Rows from a pointing dataset
▬▬▬▬▬▬▬▬▬▬
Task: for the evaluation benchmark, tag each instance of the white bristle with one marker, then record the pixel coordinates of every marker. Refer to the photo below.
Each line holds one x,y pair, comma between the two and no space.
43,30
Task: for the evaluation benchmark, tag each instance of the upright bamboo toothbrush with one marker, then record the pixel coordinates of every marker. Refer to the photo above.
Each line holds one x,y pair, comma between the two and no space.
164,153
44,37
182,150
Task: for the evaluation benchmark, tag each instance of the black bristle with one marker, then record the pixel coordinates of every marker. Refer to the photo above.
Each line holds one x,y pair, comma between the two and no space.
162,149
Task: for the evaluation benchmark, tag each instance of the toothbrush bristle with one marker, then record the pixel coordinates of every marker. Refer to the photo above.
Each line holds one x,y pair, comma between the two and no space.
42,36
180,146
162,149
▬▬▬▬▬▬▬▬▬▬
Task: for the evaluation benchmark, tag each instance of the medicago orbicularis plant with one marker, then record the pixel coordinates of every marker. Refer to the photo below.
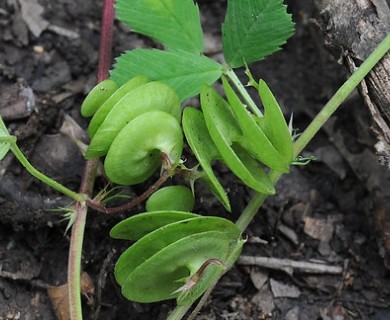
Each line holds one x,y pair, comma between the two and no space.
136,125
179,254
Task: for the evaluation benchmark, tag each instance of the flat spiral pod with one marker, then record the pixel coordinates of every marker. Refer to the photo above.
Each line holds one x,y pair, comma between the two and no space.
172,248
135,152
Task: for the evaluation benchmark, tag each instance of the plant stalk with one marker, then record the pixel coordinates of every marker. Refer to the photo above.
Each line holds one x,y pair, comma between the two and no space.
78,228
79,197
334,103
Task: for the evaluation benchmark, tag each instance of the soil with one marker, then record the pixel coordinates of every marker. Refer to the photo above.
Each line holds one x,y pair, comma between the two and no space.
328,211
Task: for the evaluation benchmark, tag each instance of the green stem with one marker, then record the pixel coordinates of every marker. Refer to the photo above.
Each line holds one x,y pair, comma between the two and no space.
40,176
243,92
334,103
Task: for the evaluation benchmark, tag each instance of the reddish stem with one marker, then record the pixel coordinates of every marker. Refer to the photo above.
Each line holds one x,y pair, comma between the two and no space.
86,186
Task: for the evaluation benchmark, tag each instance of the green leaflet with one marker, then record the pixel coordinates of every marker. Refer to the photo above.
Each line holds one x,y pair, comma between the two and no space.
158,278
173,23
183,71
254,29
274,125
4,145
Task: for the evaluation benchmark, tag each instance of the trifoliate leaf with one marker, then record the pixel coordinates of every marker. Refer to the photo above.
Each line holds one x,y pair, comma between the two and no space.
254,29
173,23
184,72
▬▬▬▬▬▬▬▬▬▬
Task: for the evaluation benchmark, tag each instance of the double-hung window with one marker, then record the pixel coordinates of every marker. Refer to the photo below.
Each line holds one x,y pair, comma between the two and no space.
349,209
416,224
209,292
▬▬▬▬▬▬▬▬▬▬
- Work required: Count the lines in the rows above that contain the word "plant", and give only the number.

- The solution: 2